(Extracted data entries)
>>

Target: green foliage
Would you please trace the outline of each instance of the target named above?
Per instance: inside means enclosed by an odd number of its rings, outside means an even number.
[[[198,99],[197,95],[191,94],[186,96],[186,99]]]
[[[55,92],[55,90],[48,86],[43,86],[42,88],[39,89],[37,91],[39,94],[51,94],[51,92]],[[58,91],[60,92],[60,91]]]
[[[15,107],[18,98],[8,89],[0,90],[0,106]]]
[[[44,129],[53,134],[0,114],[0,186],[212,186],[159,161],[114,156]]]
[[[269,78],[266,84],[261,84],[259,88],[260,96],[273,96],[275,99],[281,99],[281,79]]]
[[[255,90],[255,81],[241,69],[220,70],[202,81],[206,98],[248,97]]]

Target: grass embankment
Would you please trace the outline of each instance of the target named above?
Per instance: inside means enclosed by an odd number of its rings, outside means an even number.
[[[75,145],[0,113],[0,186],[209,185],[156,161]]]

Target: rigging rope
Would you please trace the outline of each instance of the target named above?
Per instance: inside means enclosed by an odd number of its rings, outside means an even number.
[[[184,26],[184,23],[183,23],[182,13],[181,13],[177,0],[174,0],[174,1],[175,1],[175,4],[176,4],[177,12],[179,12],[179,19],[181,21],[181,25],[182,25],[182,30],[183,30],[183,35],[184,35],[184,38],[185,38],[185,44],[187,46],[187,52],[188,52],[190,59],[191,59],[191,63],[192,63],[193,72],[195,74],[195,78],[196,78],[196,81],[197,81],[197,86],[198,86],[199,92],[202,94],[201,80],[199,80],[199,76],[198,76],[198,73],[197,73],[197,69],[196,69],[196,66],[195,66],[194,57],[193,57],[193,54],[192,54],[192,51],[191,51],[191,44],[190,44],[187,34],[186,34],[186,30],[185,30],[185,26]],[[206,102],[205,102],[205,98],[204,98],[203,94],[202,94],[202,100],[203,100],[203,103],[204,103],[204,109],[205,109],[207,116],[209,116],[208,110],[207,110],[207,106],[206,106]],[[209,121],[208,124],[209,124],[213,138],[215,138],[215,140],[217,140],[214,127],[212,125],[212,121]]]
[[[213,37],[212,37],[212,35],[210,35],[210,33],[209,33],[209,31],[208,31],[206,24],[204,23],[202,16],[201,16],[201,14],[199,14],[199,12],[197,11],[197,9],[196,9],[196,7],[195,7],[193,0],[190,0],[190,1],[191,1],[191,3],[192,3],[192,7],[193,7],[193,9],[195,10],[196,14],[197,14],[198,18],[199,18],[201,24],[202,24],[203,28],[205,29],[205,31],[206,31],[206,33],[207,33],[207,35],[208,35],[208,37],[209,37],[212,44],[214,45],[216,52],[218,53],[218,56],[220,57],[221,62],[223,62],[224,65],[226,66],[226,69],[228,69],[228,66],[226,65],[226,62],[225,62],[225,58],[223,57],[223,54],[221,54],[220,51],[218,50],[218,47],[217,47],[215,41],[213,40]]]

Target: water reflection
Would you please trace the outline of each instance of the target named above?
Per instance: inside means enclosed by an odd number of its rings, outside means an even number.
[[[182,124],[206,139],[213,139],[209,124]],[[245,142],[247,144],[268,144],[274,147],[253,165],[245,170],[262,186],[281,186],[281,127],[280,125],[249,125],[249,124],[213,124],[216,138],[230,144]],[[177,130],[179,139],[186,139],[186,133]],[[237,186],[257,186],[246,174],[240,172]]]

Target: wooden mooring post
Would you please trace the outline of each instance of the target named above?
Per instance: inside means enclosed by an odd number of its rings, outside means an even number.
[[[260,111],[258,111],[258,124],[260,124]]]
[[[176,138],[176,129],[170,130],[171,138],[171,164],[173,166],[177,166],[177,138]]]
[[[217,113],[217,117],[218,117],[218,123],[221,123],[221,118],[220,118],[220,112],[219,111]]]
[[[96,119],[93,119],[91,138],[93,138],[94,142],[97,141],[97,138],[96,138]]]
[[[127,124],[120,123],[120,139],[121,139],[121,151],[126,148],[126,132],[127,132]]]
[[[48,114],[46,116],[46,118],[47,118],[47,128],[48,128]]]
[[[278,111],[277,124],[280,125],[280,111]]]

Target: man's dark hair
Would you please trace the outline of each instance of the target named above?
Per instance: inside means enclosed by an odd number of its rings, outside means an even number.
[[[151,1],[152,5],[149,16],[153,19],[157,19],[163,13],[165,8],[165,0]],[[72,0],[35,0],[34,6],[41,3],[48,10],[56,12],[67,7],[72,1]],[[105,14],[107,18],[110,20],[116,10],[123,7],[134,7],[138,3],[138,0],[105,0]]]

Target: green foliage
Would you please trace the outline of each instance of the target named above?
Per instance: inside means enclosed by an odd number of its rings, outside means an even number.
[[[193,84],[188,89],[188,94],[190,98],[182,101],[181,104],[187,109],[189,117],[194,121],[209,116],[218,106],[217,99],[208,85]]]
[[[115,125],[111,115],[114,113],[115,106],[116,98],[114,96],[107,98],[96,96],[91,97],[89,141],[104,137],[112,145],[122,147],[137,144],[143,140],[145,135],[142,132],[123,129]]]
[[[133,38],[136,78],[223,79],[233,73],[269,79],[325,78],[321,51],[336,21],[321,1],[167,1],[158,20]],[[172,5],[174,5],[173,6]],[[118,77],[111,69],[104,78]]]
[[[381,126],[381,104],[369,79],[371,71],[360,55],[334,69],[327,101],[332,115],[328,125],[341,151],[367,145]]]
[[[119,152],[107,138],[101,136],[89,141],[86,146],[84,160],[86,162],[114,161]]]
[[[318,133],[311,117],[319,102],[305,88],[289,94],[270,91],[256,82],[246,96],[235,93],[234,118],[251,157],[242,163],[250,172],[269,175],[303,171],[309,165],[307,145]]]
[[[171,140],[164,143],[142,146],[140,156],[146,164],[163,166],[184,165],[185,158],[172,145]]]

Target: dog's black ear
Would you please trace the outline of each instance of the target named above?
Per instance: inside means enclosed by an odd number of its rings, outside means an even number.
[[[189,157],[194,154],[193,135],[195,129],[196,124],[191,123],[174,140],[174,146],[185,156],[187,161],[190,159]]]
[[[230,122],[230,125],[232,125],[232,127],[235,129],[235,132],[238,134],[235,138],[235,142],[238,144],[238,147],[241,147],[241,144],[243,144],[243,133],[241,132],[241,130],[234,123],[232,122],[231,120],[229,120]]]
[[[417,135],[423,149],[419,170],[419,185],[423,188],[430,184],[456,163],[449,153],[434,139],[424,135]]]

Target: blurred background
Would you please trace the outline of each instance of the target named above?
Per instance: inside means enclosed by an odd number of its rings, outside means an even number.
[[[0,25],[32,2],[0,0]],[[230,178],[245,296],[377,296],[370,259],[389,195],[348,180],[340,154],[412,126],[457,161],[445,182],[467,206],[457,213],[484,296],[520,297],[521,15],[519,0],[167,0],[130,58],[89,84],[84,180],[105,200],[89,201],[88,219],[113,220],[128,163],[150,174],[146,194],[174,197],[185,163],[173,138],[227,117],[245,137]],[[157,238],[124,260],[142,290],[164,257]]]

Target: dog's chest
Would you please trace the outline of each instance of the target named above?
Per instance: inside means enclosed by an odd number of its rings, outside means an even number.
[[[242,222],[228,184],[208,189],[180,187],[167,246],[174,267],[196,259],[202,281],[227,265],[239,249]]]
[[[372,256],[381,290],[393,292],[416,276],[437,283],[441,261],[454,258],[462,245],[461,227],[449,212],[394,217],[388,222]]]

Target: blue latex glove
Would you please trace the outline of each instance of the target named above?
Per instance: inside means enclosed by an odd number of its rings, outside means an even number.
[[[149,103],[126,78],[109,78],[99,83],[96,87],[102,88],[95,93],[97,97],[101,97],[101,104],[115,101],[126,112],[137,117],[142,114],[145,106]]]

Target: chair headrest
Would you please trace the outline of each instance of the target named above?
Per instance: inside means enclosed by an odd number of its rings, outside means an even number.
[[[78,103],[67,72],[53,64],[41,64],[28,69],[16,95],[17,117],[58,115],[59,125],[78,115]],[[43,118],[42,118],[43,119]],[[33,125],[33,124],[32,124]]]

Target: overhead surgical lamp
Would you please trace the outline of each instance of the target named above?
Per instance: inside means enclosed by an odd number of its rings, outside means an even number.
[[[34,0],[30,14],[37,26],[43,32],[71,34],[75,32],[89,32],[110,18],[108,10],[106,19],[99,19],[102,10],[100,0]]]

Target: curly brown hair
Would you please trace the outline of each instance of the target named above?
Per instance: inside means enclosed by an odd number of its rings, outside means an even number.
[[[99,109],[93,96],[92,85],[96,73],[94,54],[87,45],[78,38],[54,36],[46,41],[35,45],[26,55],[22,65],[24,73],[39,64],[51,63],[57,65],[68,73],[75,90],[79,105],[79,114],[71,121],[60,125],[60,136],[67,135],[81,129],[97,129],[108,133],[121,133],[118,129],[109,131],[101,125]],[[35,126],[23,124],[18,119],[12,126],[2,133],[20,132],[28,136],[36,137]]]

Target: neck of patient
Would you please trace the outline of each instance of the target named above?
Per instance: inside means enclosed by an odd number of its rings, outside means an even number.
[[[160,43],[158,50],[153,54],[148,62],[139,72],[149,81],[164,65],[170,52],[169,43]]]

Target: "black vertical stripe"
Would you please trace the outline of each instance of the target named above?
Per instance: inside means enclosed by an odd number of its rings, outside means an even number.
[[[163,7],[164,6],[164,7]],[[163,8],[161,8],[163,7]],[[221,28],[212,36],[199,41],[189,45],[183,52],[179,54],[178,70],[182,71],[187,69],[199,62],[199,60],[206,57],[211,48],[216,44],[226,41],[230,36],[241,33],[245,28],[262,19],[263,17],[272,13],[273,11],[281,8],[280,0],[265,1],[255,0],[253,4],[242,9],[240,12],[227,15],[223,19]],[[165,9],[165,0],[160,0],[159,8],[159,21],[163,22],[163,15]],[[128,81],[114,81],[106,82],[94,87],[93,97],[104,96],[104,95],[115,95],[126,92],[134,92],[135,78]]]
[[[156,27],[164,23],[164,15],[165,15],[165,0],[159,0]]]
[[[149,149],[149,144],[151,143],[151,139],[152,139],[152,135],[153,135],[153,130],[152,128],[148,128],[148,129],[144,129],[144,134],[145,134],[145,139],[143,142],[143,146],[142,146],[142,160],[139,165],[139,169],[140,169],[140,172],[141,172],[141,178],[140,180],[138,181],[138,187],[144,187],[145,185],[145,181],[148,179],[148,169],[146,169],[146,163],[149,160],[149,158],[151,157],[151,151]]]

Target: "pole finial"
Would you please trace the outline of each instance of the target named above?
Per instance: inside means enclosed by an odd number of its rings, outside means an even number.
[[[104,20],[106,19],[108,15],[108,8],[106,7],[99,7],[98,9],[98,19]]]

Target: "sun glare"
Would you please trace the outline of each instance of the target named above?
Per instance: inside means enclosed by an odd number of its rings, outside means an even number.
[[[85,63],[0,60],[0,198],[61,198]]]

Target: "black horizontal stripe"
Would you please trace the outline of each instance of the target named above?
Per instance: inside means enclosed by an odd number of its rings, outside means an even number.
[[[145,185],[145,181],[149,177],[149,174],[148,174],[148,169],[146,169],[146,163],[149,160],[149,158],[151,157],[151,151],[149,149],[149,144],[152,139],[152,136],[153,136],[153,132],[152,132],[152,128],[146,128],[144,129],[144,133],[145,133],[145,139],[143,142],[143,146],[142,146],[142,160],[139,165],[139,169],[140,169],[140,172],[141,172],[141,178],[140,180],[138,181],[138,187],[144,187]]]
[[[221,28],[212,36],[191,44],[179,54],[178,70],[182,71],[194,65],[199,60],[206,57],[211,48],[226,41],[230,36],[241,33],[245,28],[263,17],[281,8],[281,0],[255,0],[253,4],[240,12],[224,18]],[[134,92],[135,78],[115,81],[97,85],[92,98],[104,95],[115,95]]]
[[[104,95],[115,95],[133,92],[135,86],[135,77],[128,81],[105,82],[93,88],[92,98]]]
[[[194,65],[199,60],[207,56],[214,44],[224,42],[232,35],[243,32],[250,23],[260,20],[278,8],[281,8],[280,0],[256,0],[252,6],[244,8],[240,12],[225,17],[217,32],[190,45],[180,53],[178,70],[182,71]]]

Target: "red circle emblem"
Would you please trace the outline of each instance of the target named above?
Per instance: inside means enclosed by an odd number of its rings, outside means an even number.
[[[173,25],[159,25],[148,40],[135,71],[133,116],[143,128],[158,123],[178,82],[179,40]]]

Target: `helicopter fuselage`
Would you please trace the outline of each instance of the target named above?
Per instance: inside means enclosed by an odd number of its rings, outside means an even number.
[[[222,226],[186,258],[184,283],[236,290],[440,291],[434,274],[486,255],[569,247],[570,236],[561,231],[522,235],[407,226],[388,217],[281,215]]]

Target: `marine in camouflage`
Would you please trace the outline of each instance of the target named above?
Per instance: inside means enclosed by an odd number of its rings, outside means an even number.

<<

EXERCISE DESCRIPTION:
Rewrite everything from the start of the entries down through the line containing "[[[75,145],[0,113],[0,186],[209,185],[156,161]]]", both ends included, swapping "foliage" for "vegetation" and leaving all else unchanged.

EXERCISE OUTPUT:
Target: green vegetation
Would you please trace the outline of each instance of the target named above?
Per instance: inside means enclosed by an odd number of its rings, outside means an even number.
[[[198,99],[197,95],[191,94],[186,96],[186,99]]]
[[[55,92],[55,90],[48,86],[43,86],[42,88],[39,89],[37,91],[39,94],[51,94],[51,92]],[[58,91],[60,92],[60,91]]]
[[[15,107],[18,98],[8,89],[0,90],[0,106]]]
[[[44,129],[53,134],[0,114],[0,186],[212,186],[159,161],[114,156]]]
[[[269,78],[266,84],[261,84],[259,88],[260,96],[273,96],[275,99],[281,99],[281,79]]]
[[[255,90],[255,81],[241,69],[220,70],[202,81],[206,98],[248,97]]]

Target: grass embankment
Would you please trace the outline of each instance of the target named above?
Per instance: inside means enclosed by an odd number of its rings, outside means an even number.
[[[75,145],[0,113],[0,186],[209,185],[156,161]]]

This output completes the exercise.